Print every line of the entries below as a numbered list, omitting blank lines.

## Start RECORDED DATA

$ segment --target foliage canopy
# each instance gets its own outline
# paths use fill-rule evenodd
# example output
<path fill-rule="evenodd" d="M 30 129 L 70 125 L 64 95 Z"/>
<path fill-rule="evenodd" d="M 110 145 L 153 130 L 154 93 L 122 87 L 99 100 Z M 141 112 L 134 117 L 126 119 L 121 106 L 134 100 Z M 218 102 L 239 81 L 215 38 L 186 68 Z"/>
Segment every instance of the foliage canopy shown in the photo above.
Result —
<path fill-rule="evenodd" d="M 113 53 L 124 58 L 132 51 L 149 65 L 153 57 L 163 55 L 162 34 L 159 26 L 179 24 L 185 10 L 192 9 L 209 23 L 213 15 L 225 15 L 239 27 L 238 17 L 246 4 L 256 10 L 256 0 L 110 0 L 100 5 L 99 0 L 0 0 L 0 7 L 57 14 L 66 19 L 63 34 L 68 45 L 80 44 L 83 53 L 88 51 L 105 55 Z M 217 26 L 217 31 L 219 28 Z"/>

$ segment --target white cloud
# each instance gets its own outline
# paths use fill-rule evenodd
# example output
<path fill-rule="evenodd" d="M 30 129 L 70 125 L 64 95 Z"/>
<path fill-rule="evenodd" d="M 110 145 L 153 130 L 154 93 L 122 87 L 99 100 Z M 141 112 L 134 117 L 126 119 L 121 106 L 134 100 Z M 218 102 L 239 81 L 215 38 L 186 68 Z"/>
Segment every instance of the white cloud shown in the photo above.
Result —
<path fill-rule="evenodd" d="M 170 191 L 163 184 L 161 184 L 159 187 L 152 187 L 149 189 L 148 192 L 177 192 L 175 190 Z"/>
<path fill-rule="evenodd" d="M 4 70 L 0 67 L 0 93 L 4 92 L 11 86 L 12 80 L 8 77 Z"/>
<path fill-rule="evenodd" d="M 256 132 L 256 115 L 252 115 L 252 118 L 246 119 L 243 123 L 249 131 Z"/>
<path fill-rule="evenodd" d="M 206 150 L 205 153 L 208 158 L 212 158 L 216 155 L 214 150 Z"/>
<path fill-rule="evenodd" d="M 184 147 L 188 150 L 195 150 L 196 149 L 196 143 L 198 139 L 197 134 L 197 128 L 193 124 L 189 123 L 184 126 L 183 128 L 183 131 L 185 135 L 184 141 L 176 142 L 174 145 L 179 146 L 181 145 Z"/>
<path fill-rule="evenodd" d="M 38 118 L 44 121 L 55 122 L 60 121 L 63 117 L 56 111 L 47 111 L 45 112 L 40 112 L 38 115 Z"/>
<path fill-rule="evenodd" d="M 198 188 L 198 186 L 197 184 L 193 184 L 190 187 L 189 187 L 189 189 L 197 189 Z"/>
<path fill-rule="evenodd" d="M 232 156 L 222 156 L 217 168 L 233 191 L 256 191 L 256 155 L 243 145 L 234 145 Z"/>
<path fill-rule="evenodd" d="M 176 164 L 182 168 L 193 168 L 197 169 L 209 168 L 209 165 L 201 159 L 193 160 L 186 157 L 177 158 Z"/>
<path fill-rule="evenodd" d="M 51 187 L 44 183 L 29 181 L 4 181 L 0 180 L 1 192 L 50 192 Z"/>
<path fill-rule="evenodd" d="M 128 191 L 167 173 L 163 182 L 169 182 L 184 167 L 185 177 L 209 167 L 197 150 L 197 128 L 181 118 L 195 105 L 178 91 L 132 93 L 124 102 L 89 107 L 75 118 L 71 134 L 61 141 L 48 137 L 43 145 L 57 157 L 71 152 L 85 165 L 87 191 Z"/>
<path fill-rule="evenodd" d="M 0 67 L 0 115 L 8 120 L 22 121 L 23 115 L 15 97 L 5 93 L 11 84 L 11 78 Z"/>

## End RECORDED DATA

**RESULT**:
1. $ segment --target foliage canopy
2. # each instance gets its own outline
3. # paths use fill-rule evenodd
4. # example output
5. <path fill-rule="evenodd" d="M 30 129 L 70 125 L 64 95 Z"/>
6. <path fill-rule="evenodd" d="M 110 145 L 153 130 L 154 93 L 122 87 L 99 100 Z M 141 112 L 134 117 L 126 119 L 121 106 L 134 100 Z M 218 102 L 239 81 L 215 38 L 186 68 Z"/>
7. Segment every instance of the foliage canopy shown in the photo above.
8. Result —
9. <path fill-rule="evenodd" d="M 113 53 L 124 58 L 132 51 L 149 65 L 153 57 L 163 55 L 162 34 L 159 26 L 179 24 L 185 10 L 192 9 L 209 23 L 213 15 L 225 15 L 239 27 L 238 17 L 246 4 L 256 10 L 256 0 L 110 0 L 100 5 L 99 0 L 0 0 L 0 7 L 57 14 L 66 19 L 63 34 L 68 45 L 80 44 L 83 53 L 88 51 L 105 55 Z M 217 26 L 217 31 L 219 28 Z"/>
10. $ segment --target white cloud
11. # each instance gets its own outline
12. # paths use fill-rule evenodd
13. # example output
14. <path fill-rule="evenodd" d="M 30 129 L 70 125 L 64 95 Z"/>
15. <path fill-rule="evenodd" d="M 110 145 L 153 130 L 154 93 L 122 87 L 99 100 Z M 141 112 L 134 117 L 126 119 L 121 106 L 134 100 Z M 218 102 L 239 81 L 215 38 L 186 68 Z"/>
16. Segment every instance of the white cloud shown in the photo above.
17. Result —
18. <path fill-rule="evenodd" d="M 170 191 L 163 184 L 161 184 L 159 187 L 152 187 L 149 189 L 148 192 L 177 192 L 175 190 Z"/>
19. <path fill-rule="evenodd" d="M 4 70 L 0 67 L 0 93 L 4 92 L 11 86 L 12 80 L 8 77 Z"/>
20. <path fill-rule="evenodd" d="M 256 132 L 256 115 L 252 115 L 252 118 L 246 119 L 243 123 L 249 131 Z"/>
21. <path fill-rule="evenodd" d="M 206 150 L 205 153 L 208 158 L 212 158 L 216 155 L 214 150 Z"/>
22. <path fill-rule="evenodd" d="M 184 147 L 188 150 L 195 150 L 196 149 L 196 143 L 198 139 L 197 134 L 197 128 L 193 124 L 189 123 L 184 126 L 183 128 L 183 131 L 185 135 L 184 141 L 176 142 L 174 145 L 179 146 L 181 145 Z"/>
23. <path fill-rule="evenodd" d="M 38 118 L 44 121 L 55 122 L 60 121 L 63 117 L 56 111 L 47 111 L 45 112 L 40 112 L 38 115 Z"/>
24. <path fill-rule="evenodd" d="M 198 188 L 198 186 L 197 184 L 193 184 L 190 187 L 189 187 L 189 189 L 197 189 Z"/>
25. <path fill-rule="evenodd" d="M 232 156 L 222 156 L 217 168 L 233 191 L 256 191 L 256 155 L 243 145 L 234 145 Z"/>
26. <path fill-rule="evenodd" d="M 176 164 L 182 168 L 193 168 L 197 169 L 209 168 L 209 165 L 201 159 L 193 160 L 186 157 L 177 158 Z"/>
27. <path fill-rule="evenodd" d="M 51 187 L 44 183 L 29 181 L 4 181 L 0 180 L 1 192 L 50 192 Z"/>
28. <path fill-rule="evenodd" d="M 128 191 L 167 173 L 163 182 L 169 182 L 184 167 L 185 177 L 209 167 L 197 150 L 197 128 L 181 118 L 195 105 L 178 91 L 132 93 L 124 102 L 89 107 L 75 118 L 71 134 L 61 141 L 48 137 L 43 145 L 57 157 L 71 152 L 85 165 L 87 191 Z"/>
29. <path fill-rule="evenodd" d="M 0 67 L 0 115 L 8 120 L 22 121 L 23 115 L 15 97 L 5 93 L 11 84 L 11 78 Z"/>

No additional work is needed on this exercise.